Refer to the section below entitled "Special Notes Regarding Forward-Looking
Statements" for a discussion of factors that could cause our actual results to
differ from the forward-looking statements contained below and throughout this
quarterly report.
Throughout this Management's Discussion and Analysis of Financial Condition and
Results of Operations ("MD&A"), we refer to measures used by management to
evaluate performance as well as liquidity, including a number of financial
measures that are not defined under accounting principles generally accepted in
the United States of America ("GAAP"). We believe these measures provide
investors with important information that is useful in understanding our
business results and trends. Explanations within this MD&A provide more details
on the use and derivation of these measures.
On March 11, 2020, the World Health Organization declared the outbreak of the
novel coronavirus ("COVID-19") a pandemic. The COVID-19 outbreak and associated
counter-acting measures implemented by governments around the world, as well as
increased business uncertainty, had an adverse impact on our financial results
for the three and six months ended June 30, 2020. The outlook in many of our
markets remains uncertain and the pandemic is likely to continue negatively
impacting levels of commercial activity and our results. Based on improving
sequential revenue and bookings trends in the second quarter, we anticipate that
activity will improve in the third quarter. However, we do not expect to return
to normal levels or growth for the remainder of the year across most of our
impacted businesses.

QUESTIONS TO ANSWER -
• 1. Do these statements agree with the MD&A excerpt? For each, answer yes or no and quote the deciding words.
(a) The World Health Organization declared COVID-19 a pandemic on March 11, 2020.
(b) The company expects to return to normal levels for the rest of the year across most of its impacted businesses.
(c) Every measure referred to in the MD&A is defined under GAAP.
• 2. Can you carry the MD&A excerpt forward with the next part, starting after its final sentence?

(Stored data entries)

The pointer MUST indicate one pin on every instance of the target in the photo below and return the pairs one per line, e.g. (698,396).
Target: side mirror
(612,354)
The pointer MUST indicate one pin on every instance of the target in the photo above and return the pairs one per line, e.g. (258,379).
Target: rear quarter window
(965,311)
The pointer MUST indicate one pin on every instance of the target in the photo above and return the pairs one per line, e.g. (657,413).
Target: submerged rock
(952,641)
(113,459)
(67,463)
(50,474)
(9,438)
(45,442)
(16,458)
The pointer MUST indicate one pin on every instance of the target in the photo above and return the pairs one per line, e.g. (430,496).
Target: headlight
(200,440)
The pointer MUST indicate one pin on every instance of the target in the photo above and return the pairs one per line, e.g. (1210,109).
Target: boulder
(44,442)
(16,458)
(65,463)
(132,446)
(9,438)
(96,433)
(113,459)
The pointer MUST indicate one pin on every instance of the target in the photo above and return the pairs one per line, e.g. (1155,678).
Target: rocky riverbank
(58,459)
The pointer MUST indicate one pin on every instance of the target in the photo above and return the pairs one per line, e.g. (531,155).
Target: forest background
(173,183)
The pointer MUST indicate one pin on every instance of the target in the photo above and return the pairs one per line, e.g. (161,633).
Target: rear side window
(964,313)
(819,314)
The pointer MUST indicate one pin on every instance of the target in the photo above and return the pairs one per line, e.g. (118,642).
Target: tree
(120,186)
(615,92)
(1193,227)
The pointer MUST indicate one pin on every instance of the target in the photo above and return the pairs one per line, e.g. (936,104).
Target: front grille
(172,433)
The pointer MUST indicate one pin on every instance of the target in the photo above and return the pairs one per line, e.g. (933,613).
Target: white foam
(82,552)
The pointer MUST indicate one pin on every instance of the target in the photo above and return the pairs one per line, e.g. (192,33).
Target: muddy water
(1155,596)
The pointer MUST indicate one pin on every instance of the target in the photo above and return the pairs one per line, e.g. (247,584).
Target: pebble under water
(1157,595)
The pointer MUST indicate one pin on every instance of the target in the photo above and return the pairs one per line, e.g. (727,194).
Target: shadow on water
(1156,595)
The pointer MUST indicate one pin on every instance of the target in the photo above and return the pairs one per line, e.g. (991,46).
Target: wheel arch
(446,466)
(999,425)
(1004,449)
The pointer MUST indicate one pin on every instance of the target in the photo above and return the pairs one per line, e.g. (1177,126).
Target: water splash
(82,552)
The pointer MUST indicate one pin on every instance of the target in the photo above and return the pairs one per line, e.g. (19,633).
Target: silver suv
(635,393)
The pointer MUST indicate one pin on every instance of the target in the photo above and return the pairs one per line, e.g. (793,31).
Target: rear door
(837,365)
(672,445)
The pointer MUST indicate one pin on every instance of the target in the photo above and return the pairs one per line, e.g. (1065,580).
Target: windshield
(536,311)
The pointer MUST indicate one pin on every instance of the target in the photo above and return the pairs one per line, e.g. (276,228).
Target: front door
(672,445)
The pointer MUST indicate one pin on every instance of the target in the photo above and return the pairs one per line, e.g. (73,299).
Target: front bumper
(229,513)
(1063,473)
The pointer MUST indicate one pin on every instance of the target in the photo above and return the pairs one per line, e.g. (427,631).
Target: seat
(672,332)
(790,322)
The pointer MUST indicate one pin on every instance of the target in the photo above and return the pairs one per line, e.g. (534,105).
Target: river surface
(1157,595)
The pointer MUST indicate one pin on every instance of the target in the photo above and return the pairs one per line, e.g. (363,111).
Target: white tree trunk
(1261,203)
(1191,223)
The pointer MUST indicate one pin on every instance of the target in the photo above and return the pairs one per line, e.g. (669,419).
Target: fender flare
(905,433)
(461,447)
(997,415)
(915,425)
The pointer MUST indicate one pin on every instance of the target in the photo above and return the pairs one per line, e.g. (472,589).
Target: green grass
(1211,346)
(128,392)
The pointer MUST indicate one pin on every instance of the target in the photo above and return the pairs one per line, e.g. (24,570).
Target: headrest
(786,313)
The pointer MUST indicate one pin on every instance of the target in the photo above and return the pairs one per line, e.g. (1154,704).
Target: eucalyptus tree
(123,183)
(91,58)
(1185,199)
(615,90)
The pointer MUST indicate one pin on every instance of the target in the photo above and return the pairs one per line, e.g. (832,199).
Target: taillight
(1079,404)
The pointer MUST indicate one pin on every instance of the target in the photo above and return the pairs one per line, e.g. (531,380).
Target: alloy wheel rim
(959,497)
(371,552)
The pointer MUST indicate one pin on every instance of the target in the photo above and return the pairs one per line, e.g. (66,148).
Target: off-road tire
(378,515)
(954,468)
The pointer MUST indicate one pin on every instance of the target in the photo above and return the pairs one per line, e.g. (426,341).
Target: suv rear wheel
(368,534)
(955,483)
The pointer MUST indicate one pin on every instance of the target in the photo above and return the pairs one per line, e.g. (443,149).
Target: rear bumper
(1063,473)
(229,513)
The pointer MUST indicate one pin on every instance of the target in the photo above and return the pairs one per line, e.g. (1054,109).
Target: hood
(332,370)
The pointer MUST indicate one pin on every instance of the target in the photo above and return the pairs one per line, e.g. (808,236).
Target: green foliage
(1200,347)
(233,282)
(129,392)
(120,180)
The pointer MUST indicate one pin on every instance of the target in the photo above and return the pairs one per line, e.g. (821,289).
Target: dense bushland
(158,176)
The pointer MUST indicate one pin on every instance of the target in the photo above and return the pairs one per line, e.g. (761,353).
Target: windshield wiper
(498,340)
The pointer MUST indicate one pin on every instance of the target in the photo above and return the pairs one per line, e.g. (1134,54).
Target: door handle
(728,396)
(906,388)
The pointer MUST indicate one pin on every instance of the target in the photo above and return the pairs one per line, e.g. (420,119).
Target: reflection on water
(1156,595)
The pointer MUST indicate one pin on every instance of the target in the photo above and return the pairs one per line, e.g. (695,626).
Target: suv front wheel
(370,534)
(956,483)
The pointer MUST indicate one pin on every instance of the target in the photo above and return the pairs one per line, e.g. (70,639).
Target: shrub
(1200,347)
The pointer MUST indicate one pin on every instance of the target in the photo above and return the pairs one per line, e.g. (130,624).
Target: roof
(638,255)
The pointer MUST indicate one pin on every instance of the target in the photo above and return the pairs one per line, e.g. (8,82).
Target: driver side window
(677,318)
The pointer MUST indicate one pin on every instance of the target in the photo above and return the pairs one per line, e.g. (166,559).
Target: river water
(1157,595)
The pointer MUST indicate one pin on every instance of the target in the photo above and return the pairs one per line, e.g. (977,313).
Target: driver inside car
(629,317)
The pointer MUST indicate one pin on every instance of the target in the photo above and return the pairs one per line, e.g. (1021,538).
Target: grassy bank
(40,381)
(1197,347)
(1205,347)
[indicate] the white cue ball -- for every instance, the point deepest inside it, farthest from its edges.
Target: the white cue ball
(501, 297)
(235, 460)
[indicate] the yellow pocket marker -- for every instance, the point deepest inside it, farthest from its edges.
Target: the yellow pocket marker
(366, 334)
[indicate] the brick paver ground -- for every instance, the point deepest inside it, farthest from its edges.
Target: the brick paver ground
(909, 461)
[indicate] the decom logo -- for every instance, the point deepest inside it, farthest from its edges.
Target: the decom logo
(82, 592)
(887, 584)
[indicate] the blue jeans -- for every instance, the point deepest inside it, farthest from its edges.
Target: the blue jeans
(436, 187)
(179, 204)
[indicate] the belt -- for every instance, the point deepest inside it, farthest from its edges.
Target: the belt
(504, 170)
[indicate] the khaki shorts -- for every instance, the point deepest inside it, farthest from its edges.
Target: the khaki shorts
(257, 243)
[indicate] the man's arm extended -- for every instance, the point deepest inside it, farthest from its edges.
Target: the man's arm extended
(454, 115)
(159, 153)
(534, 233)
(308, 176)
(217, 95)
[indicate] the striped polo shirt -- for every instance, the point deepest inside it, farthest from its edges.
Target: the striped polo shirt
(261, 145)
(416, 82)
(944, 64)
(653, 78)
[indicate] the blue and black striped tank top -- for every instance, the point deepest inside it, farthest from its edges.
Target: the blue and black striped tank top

RESPONSES FOR EACH TASK -
• 1.
(a) Yes: "On March 11, 2020, the World Health Organization declared the outbreak of the novel coronavirus ("COVID-19") a pandemic."
(b) No: "we do not expect to return to normal levels or growth for the remainder of the year across most of our impacted businesses."
(c) No: "including a number of financial measures that are not defined under accounting principles generally accepted in the United States of America ("GAAP")."

• 2.
OVERVIEW
Dover is a diversified global manufacturer and solutions provider delivering
innovative equipment and components, consumable supplies, aftermarket parts,
software and digital solutions, and support services through five operating
segments: Engineered Products, Fueling Solutions, Imaging & Identification,
Pumps & Process Solutions, and Refrigeration & Food Equipment. The Company's
entrepreneurial business model encourages, promotes and fosters deep customer
engagement and collaboration, which has led to Dover's well-established and
valued reputation for providing superior customer service and industry-leading
product innovation. Unless the context indicates otherwise, references herein to
"Dover," "the Company," and words such as "we," "us," or "our" include Dover
Corporation and its consolidated subsidiaries.
Dover's five operating segments are as follows:
•Our Engineered Products segment is a provider of a wide range of products,
software and services that have broad customer applications across a number of
markets, including aftermarket vehicle service, solid waste handling, industrial
automation, aerospace and defense, industrial winch and hoist, and fluid
dispensing.
•Our Fueling Solutions segment is focused on providing components, equipment and
software and service solutions enabling safe transport of fuels and other
hazardous fluids along the supply chain, as well as the safe and efficient
operation of retail fueling and vehicle wash establishments.
•Our Imaging & Identification segment supplies precision marking and coding,
product traceability and digital textile printing equipment, as well as related
consumables, software and services.
•Our Pumps & Process Solutions segment manufactures specialty pumps, fluid
handling components, plastics and polymer processing equipment, and highly
engineered components for rotating and reciprocating machines.
•Our Refrigeration & Food Equipment segment is a provider of innovative and
energy-efficient equipment and systems that serve the commercial refrigeration,
heating and cooling and food equipment markets.
In the second quarter of 2020, revenue was $1.5 billion, which decreased $311.5
million, or 17.2%, as compared to the second quarter of 2019. This was driven by
an organic revenue decline of 16.0%, an unfavorable impact from foreign currency
translation of 1.2% and a 0.7% impact due to dispositions. This decline was
partially offset by acquisition-related revenue growth of 0.7%.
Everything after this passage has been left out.